::: Extract provided

Peabody Awards announced; 'Glee,' 'Modern Family,' NPR among winners
ATHENS, GA. -- The winners of the 2009 Peabody Awards, announced Wednesday, include the ABC sitcom "Modern Family," the Fox network's "Glee," CBS's "The Late Late Show with Craig Ferguson" and HBO's "The No. 1 Ladies' Detective Agency." The awards recognize achievement and public service by TV and radio stations, networks, producing organizations, individuals and online outlets.
Other winners include the BBC's dramatic reconstruction "The Day That Lehman Died" and National Public Radio's Web site.
"To those who say all media content is the same, or presented from a single perspective, we offer this great range of material as a response," Horace Newcomb, director of the Peabody Awards, said in a statement. "Our selections demonstrate that great work available in 2009 varied widely and appealed to viewers and listeners with very different tastes, interests and concerns."
A ceremony presenting the Peabodys will be held May 17 in New York. It will be hosted by ABC's "World News" anchor Diane Sawyer, who will also receive an award for "A Hidden America: Children of the Mountains," a documentary shot in Appalachia.
Announcing the 69th annual awards, Cully Clark, dean of the University of Georgia's Grady College of Journalism and Mass Communication, said "Modern Family," which follows the ups and downs of an extended family, "reinvents the situation comedy."
Also honored were "Glee," a musical dramedy about a high school singing club; "In Treatment," HBO's therapy drama; and "The No. 1 Ladies' Detective Agency," a series about a female detective in Botswana based on the novels by Alexander McCall Smith.

::::::
::: Data to examine

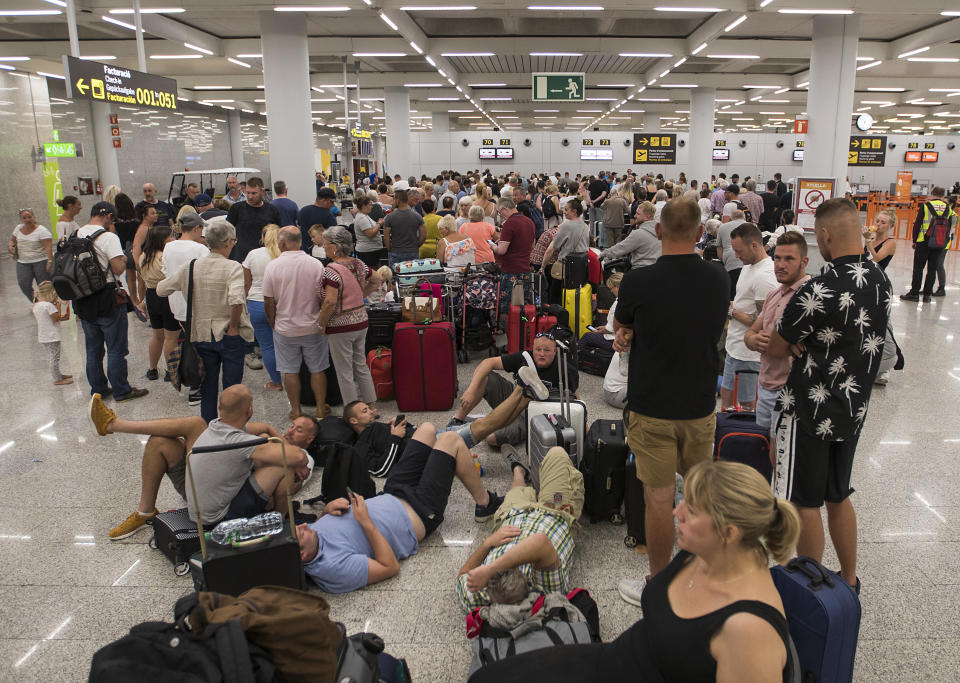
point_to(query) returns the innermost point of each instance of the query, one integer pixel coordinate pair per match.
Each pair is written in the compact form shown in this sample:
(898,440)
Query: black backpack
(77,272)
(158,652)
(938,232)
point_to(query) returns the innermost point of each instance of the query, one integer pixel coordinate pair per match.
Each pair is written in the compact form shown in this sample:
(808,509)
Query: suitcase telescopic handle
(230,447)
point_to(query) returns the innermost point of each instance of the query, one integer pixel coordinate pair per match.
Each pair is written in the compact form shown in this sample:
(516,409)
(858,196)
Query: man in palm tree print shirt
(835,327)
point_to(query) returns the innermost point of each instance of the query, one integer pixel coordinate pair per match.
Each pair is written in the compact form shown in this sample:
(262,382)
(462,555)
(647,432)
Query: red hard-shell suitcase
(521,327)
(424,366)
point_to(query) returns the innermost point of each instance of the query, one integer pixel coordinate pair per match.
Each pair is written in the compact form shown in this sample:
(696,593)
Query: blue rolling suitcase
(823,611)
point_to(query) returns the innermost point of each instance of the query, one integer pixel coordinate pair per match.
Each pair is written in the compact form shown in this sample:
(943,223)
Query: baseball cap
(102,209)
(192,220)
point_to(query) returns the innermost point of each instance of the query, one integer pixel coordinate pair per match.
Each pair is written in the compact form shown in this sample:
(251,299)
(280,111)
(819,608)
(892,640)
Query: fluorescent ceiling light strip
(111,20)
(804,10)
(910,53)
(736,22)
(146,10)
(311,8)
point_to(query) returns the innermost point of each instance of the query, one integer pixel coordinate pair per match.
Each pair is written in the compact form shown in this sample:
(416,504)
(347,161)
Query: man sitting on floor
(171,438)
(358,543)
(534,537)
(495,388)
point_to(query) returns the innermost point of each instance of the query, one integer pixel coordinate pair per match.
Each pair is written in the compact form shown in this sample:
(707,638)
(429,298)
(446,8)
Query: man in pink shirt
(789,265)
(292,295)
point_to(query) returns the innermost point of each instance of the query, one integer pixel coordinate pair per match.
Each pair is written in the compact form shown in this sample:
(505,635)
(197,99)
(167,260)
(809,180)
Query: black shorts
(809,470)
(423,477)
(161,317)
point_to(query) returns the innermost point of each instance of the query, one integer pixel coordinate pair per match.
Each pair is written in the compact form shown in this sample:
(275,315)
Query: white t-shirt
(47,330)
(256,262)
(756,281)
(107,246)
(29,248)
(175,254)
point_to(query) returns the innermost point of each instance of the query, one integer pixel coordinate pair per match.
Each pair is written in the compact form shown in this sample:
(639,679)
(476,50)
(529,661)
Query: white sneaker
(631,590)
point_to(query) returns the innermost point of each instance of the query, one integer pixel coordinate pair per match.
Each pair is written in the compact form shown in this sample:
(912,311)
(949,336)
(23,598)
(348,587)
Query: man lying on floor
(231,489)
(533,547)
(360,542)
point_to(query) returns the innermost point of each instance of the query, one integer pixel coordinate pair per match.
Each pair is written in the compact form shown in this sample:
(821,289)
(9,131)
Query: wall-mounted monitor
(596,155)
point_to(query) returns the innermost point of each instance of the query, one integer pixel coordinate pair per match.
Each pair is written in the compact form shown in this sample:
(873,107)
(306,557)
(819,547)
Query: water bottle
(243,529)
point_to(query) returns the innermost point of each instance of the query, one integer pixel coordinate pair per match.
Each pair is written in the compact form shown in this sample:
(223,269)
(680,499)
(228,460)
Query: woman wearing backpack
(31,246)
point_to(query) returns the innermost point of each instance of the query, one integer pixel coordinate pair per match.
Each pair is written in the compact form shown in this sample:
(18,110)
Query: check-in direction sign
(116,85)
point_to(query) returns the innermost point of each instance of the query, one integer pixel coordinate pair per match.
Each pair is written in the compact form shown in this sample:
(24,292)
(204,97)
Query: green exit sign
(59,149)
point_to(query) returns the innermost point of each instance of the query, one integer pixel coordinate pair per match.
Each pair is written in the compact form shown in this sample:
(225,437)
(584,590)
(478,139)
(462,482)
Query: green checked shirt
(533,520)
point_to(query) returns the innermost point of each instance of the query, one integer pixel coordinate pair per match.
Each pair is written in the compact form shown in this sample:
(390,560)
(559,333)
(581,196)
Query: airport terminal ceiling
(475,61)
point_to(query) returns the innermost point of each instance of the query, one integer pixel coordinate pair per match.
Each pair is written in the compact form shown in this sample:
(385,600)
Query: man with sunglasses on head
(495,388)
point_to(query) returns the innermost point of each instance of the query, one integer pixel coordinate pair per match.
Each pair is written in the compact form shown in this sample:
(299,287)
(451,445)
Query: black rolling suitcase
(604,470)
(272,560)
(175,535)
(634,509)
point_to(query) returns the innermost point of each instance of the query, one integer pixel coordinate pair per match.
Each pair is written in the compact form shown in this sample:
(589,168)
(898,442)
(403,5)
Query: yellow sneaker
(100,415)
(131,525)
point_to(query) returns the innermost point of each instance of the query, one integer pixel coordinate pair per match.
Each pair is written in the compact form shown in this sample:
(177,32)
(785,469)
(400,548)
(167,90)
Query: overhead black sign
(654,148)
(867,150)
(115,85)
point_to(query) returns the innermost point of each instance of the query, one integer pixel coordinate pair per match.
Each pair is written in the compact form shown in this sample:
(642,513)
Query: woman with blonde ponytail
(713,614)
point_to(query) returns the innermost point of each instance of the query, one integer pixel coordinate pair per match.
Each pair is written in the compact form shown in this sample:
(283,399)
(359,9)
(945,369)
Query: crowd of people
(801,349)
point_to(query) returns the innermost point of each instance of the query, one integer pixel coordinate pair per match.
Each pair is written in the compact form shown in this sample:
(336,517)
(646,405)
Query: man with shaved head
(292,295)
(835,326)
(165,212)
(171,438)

::::::

Work instruction: Using the Peabody Awards article, decide whether each statement agrees with it, and back each yes or no with the deciding words quoted from the article: (a) The Peabody ceremony will take place May 17 in Athens, Georgia. (b) Diane Sawyer will host the ceremony and will also receive an award. (c) "In Treatment" is described as a musical dramedy.

Answer to the problem:
(a) No: "will be held May 17 in New York"
(b) Yes: "It will be hosted by ABC's" and "anchor Diane Sawyer, who will also receive an award"
(c) No: "HBO's therapy drama"